---------- Entries shown ----------

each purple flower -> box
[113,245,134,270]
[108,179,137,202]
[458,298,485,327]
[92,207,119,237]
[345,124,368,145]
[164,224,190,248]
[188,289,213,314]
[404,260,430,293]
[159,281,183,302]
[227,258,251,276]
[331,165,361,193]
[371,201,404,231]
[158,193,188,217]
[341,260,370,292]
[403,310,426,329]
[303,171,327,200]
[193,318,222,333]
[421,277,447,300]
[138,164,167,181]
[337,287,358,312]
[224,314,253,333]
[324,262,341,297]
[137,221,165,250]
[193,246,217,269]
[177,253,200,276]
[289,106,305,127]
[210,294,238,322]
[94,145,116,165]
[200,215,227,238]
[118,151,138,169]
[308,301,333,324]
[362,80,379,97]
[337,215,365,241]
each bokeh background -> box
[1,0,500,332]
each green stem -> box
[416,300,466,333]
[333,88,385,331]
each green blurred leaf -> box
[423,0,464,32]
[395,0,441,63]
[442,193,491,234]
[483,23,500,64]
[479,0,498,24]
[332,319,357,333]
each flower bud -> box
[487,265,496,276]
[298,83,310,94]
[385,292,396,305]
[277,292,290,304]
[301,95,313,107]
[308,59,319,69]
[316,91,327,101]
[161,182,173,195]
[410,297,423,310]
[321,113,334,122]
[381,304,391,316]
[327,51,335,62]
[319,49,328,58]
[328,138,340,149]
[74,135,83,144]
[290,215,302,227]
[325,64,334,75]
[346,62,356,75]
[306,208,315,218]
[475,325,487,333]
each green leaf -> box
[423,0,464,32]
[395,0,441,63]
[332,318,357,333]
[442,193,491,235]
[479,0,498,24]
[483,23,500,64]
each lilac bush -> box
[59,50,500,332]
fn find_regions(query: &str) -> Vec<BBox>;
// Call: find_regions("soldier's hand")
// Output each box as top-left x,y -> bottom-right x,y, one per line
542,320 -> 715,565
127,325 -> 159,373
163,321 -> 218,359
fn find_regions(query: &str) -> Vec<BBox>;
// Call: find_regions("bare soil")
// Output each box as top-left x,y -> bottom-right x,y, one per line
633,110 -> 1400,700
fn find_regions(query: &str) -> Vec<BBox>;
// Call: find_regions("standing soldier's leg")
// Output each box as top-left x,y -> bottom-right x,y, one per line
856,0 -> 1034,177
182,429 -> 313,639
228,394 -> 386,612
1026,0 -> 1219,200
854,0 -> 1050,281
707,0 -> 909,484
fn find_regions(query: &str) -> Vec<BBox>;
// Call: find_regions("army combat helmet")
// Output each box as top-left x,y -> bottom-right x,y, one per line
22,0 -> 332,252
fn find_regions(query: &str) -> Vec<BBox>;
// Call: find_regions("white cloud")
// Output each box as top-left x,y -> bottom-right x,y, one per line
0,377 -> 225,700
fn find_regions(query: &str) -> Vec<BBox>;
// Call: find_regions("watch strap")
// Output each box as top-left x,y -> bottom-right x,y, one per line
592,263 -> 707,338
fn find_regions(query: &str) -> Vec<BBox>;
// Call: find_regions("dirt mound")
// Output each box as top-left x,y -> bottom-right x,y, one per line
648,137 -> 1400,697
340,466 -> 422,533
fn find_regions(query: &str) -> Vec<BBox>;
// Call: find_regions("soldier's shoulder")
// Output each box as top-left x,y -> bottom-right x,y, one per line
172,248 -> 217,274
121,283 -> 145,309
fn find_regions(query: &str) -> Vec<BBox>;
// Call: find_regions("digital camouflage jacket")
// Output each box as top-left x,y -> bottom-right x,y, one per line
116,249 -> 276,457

----------

**Problem details**
Where does the word "soldier" appear in the records above? Return every line that holds it.

**Reply**
// Call: find_regions("soldier's hand")
// Call: find_regions("standing soldier's leg")
// Call: find_regions("soldier's shoulder")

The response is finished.